§ Texto extraído:
┄┄┄┄┄┄┄┄┄┄┄┄┄┄┄┄┄┄┄┄

A prosa de Sylvia Plath

Quando o assunto é Sylvia Plath, a impressão que tenho é de que o mundo está eternamente aplaudindo a parte poeta dela, enquanto eu convivo com a versão contista. Isso está longe de ser ruim, embora o inegável favoritismo sobre Ariel me pareça às vezes injusto demais.

Em Johnny Panic e a Bíblia de Sonhos – e outros textos em prosa, o ex-marido de Plath, Ted Hughes, reforça essa preferência ao diminuir a qualidade de certos textos em prosa, alegando falta de experiência e domínio de escrita nos primeiros trabalhos da autora.

Como tantas outras coisas que ele já falou ou fez em se tratando de Plath, discordo completamente de Hughes. Sim, alguns contos parecem medianos – cotidianos demais, eu classificaria. Só que esse é um dos melhores aspectos do livro, pois mostra a versatilidade de Plath na escrita.

Primeira parte do índice do livro

As pessoas começam a ler Plath esperando encontrar os traumas, o medo e a tristeza que marcaram os momentos finais da sua vida. A carga negativa realmente é recorrente nas obras da autora, mas seria certo resumir todo o trabalho literário dela a isso?

Li os diários de Plath e posso dizer que existia dentro da autora uma imensa vontade de viver quando era jovem. Os sonhos grandes, o humor fácil, a perspicácia… Parte dessas características é resgatada na nova coletânea de textos publicados pela Biblioteca Azul.

┄┄┄┄┄┄┄┄┄┄┄┄┄┄┄┄┄┄┄┄

§ Lista de entradas:
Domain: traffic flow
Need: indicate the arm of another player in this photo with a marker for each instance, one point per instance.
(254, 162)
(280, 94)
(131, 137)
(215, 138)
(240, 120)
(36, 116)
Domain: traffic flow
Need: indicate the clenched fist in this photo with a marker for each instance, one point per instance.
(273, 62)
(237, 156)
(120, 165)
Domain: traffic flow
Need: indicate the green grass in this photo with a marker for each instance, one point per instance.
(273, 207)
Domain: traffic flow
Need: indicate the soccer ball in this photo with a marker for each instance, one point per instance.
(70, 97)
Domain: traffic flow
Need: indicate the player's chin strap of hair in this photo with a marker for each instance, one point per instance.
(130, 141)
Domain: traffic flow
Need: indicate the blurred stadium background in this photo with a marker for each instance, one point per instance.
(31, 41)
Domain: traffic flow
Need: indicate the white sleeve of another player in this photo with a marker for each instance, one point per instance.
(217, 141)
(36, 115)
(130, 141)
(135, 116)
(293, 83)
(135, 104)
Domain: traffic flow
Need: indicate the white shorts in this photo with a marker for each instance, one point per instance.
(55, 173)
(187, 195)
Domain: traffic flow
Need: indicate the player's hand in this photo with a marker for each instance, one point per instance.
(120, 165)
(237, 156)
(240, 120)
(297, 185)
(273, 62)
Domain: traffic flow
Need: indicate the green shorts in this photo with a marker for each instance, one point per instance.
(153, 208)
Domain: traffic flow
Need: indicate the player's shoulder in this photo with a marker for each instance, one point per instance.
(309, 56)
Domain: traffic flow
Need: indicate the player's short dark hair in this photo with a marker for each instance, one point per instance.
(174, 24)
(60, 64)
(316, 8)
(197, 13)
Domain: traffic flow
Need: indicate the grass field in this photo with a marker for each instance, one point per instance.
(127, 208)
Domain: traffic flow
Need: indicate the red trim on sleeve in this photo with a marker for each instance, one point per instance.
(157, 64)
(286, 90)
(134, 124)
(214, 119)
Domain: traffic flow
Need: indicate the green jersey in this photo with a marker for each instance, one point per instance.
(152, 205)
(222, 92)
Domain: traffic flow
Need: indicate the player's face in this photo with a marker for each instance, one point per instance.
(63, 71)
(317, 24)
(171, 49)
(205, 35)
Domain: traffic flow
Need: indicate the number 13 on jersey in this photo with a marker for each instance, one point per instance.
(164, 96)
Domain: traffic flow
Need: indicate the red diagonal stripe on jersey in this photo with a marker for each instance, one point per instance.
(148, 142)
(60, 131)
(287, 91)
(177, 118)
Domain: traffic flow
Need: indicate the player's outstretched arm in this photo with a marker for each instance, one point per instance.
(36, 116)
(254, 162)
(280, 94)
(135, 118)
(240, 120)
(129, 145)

┄┄┄┄┄┄┄┄┄┄┄┄┄┄┄┄┄┄┄┄

§ Objetivo do exercício:
Continue o texto sobre a prosa de Sylvia Plath a partir da última frase apresentada.

§ Resposta ao exercício:
Plath não se prendia a uma única coisa. Ela escreveu contos das mais variadas temáticas, que podem tanto sensibilizar quanto arrancar risadas dos leitores.

Os textos têm o jeito característico de Plath – meio irônico, debochado e sério – de se impor em relação a certos assuntos; por exemplo, alertando sobre o mal da guerra e defendendo a liberdade da mulher para tomar decisões que dizem respeito somente a ela. É por isso que nos deparamos em muitos contos com narradores deslocados do cenário em que se encontram. Eles estão à frente das restrições e do pensamento armamentista da época.

Fotografia de Sylvia Plath

Os contos são bem mais fluidos do que os diários, mas ambos os formatos são essenciais para quem gosta e procura consumir os trabalhos da autora.

Os textos não têm uma resposta clara para o enigma maior: quem foi Sylvia Plath e o que tanto a atormentava? Não há como negar que a escrita dominou grande parte da breve história da autora, mas não diz tudo sobre ela. E nem deveria.

Dúvidas existem, e são elas que nos permitem imaginar inúmeros cenários para Plath, que não pode ser presa à imagem de seus últimos anos de vida. É bom deixar as coisas abertas e dar uma chance para algumas versões até então dispensadas pelo público respirarem.

Sim, Plath mergulhou profundamente na depressão, mas isso não a define. Assim como só ser poeta não a define, e só ser contista também não. Plath foi de tudo um pouco.

Publicado por Diana Cheng

Jornalista, 25 anos. Adora passar horas perdida na narrativa de um bom livro. Além de ler, também se arrisca em escrever textos aleatórios.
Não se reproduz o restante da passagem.